__Your instructions__: Can you render every line of the entries below as a Markdown table with two columns, Row and Line, numbering the rows and leaving out blank lines?

━━ Records to use ━━

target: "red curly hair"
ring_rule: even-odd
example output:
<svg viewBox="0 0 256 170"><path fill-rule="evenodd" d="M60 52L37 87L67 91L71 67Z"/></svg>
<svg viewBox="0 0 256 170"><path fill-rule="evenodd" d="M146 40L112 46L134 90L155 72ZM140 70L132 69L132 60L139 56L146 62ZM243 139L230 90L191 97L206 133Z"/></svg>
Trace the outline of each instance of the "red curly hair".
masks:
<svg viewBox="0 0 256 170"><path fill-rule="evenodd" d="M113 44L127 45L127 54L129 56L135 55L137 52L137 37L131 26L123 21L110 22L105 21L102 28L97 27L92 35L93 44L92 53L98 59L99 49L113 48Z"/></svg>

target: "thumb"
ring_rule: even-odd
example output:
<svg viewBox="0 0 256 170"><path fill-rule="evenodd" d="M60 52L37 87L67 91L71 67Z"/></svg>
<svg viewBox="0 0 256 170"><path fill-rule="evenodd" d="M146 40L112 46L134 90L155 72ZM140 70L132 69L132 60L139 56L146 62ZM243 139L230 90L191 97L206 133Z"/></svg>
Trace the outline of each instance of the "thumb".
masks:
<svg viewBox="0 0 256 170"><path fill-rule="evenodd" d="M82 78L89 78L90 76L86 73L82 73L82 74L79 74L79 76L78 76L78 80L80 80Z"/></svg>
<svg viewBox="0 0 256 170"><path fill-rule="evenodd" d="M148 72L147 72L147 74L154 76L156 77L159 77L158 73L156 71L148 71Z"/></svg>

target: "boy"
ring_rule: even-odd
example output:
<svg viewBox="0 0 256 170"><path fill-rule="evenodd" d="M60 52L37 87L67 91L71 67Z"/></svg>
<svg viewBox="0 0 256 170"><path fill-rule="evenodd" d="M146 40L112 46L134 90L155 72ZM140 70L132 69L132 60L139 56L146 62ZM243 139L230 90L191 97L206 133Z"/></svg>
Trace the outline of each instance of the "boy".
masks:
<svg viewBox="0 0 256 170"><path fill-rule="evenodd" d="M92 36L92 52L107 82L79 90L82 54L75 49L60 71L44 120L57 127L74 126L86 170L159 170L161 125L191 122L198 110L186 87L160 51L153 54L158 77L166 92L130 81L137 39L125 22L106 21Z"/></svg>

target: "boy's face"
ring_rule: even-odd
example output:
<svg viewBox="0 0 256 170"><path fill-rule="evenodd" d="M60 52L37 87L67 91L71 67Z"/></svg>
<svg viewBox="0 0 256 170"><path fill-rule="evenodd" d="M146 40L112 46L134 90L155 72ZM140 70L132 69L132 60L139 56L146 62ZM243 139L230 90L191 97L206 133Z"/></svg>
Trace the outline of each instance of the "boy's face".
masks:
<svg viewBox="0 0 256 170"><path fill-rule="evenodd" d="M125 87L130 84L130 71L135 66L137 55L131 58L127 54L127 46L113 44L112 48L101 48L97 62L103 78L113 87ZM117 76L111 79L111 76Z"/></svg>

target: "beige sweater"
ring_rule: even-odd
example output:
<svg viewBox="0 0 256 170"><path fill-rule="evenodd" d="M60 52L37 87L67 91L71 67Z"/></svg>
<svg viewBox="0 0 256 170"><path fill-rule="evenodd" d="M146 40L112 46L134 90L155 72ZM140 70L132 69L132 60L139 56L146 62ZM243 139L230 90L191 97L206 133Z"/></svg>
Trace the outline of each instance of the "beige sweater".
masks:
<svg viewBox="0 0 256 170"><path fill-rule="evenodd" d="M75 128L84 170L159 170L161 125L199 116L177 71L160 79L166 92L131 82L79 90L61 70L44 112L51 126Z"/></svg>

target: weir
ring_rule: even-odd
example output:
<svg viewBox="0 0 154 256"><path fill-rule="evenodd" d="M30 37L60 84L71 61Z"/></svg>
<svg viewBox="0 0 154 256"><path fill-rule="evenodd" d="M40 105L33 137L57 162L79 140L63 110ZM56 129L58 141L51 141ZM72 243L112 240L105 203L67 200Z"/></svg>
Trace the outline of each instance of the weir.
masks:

━━━

__The response__:
| Row | Line |
|---|---|
| 1 | target: "red curly hair" |
| 2 | ring_rule: even-odd |
| 3 | example output: |
| 4 | <svg viewBox="0 0 256 170"><path fill-rule="evenodd" d="M60 52L37 87L67 91L71 67Z"/></svg> |
| 5 | <svg viewBox="0 0 256 170"><path fill-rule="evenodd" d="M146 40L112 46L134 90L155 72ZM140 70L132 69L132 60L139 56L146 62ZM243 139L230 90L191 97L206 133Z"/></svg> |
| 6 | Trace the outline of each instance of the "red curly hair". |
| 7 | masks: |
| 8 | <svg viewBox="0 0 256 170"><path fill-rule="evenodd" d="M113 44L127 45L127 54L129 56L135 55L137 52L137 37L131 26L123 21L110 22L105 21L102 28L97 27L92 35L93 44L92 53L98 59L99 49L113 48Z"/></svg> |
| 9 | target: "thumb" |
| 10 | ring_rule: even-odd |
| 11 | example output: |
| 12 | <svg viewBox="0 0 256 170"><path fill-rule="evenodd" d="M60 52L37 87L67 91L71 67Z"/></svg> |
| 13 | <svg viewBox="0 0 256 170"><path fill-rule="evenodd" d="M146 40L112 46L134 90L155 72ZM140 70L132 69L132 60L139 56L146 62ZM243 139L230 90L191 97L206 133Z"/></svg> |
| 14 | Trace the outline of each instance of the "thumb". |
| 15 | masks: |
| 16 | <svg viewBox="0 0 256 170"><path fill-rule="evenodd" d="M82 78L89 78L90 76L86 73L82 73L82 74L79 74L79 76L78 76L78 80L80 80Z"/></svg> |
| 17 | <svg viewBox="0 0 256 170"><path fill-rule="evenodd" d="M148 72L147 72L147 74L154 76L156 77L159 77L158 73L156 71L148 71Z"/></svg> |
| 18 | target: "boy" |
| 19 | ring_rule: even-odd |
| 20 | example output: |
| 21 | <svg viewBox="0 0 256 170"><path fill-rule="evenodd" d="M60 52L37 87L67 91L71 67Z"/></svg> |
| 22 | <svg viewBox="0 0 256 170"><path fill-rule="evenodd" d="M146 40L112 46L134 90L155 72ZM140 70L132 69L132 60L139 56L146 62ZM243 139L230 90L191 97L206 133Z"/></svg> |
| 23 | Trace the outline of each instance of the "boy". |
| 24 | masks: |
| 25 | <svg viewBox="0 0 256 170"><path fill-rule="evenodd" d="M92 36L92 52L107 82L79 90L82 54L75 49L60 71L44 120L57 127L74 126L86 170L159 170L161 125L191 122L198 110L186 87L160 51L153 54L158 77L166 92L130 81L137 39L125 22L106 21Z"/></svg> |
| 26 | target: "boy's face" |
| 27 | ring_rule: even-odd |
| 28 | example output: |
| 29 | <svg viewBox="0 0 256 170"><path fill-rule="evenodd" d="M60 52L37 87L67 91L71 67Z"/></svg> |
| 30 | <svg viewBox="0 0 256 170"><path fill-rule="evenodd" d="M146 40L112 46L134 90L155 72ZM140 70L132 69L132 60L139 56L146 62ZM243 139L230 90L191 97L206 133Z"/></svg> |
| 31 | Trace the outline of each instance of the "boy's face". |
| 32 | masks: |
| 33 | <svg viewBox="0 0 256 170"><path fill-rule="evenodd" d="M125 87L130 84L130 71L135 66L137 55L131 58L127 54L127 46L113 44L112 48L101 48L97 62L103 78L113 87ZM117 76L111 79L111 76Z"/></svg> |
| 34 | target: "beige sweater" |
| 35 | ring_rule: even-odd |
| 36 | example output: |
| 37 | <svg viewBox="0 0 256 170"><path fill-rule="evenodd" d="M60 52L37 87L67 91L71 67Z"/></svg> |
| 38 | <svg viewBox="0 0 256 170"><path fill-rule="evenodd" d="M146 40L112 46L134 90L155 72ZM140 70L132 69L132 60L139 56L146 62ZM243 139L230 90L191 97L206 133Z"/></svg> |
| 39 | Trace the outline of each instance of the "beige sweater". |
| 40 | masks: |
| 41 | <svg viewBox="0 0 256 170"><path fill-rule="evenodd" d="M75 128L84 170L159 170L161 125L199 116L177 71L160 79L166 92L131 82L79 90L61 70L44 112L51 126Z"/></svg> |
| 42 | target: weir |
| 43 | ring_rule: even-odd |
| 44 | example output: |
| 45 | <svg viewBox="0 0 154 256"><path fill-rule="evenodd" d="M30 37L60 84L71 61Z"/></svg> |
| 46 | <svg viewBox="0 0 154 256"><path fill-rule="evenodd" d="M40 105L33 137L57 162L79 140L63 110ZM56 129L58 141L51 141ZM72 243L112 240L105 203L67 200Z"/></svg> |
| 47 | Trace the outline of each instance of the weir. |
| 48 | masks: |